A body lacking internal hip rotation is like a car with no back wheels. Sure, it might keep going, and even steer, but it’s gonna do some damage along the way. In the human body, that missing ROM (range of motion) is often a significant contributor to back, hip, and knee pain. Unfortunately, promoting this important movement in our bodies has often gone out the window in favor of external rotation exercise (think pigeon pose or butterfly stretches), and I’d like to suggest something that could change your life, or at minimum, your functionality, as it has many of my patients in my Sports Chiropractic practice: Achieve healthy internal hip rotation.
Do it for yourself, do it for your clients. Here I’ll discuss the background, problems, and, in the next blog, solutions to this seemingly simple subject.
Defining Poor Internal Hip Rotation
Hip Internal Rotation Deficiency (HIRD) is present in 95% of the athletic population I work with, being the underlying cause of my clients’ hip pain, knee pain, ankle issues, even low back pain. How do we measure this? Easy – find a flat surface to sit on with knees bent (like a chair) and, while keeping the thigh stable and knee pointed forward, bring the heel laterally/outside as far as it can go. If you have a goniometer, you can line it here at the knee joint.

Data for review:

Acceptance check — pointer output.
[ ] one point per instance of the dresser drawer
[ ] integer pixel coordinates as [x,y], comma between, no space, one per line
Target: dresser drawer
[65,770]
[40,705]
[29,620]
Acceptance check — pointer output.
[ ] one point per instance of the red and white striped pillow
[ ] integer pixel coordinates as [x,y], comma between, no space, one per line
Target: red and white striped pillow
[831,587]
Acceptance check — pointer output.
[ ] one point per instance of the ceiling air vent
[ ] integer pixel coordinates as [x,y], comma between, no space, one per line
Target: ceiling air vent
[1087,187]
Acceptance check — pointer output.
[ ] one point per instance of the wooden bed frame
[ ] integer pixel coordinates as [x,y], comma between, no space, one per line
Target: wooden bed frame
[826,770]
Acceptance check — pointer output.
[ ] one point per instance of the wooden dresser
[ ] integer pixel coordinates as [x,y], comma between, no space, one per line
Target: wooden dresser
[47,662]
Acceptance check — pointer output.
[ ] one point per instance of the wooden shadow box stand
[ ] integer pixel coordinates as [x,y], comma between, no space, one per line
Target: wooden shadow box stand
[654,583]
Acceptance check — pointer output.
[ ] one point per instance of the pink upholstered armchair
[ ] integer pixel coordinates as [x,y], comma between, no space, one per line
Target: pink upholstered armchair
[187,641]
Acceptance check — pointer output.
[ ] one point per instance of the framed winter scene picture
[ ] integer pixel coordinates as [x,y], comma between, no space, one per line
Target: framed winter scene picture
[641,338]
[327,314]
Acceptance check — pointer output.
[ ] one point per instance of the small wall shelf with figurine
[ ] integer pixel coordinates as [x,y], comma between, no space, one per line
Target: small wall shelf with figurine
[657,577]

Required action 1: In the hip rotation article, what share of the athletic population the writer works with has Hip Internal Rotation Deficiency?
Required action 2: Copy out the part of the hip rotation article starting with "Defining Poor Internal" and going on through "the knee joint.".
Required action 3: List every problem that the hip rotation article names Hip Internal Rotation Deficiency as the underlying cause of in the writer's clients.

Response box 1: 95%

Response box 2:
Defining Poor Internal Hip Rotation
Hip Internal Rotation Deficiency (HIRD) is present in 95% of the athletic population I work with, being the underlying cause of my clients’ hip pain, knee pain, ankle issues, even low back pain. How do we measure this? Easy – find a flat surface to sit on with knees bent (like a chair) and, while keeping the thigh stable and knee pointed forward, bring the heel laterally/outside as far as it can go. If you have a goniometer, you can line it here at the knee joint.

Response box 3: hip pain, knee pain, ankle issues, low back pain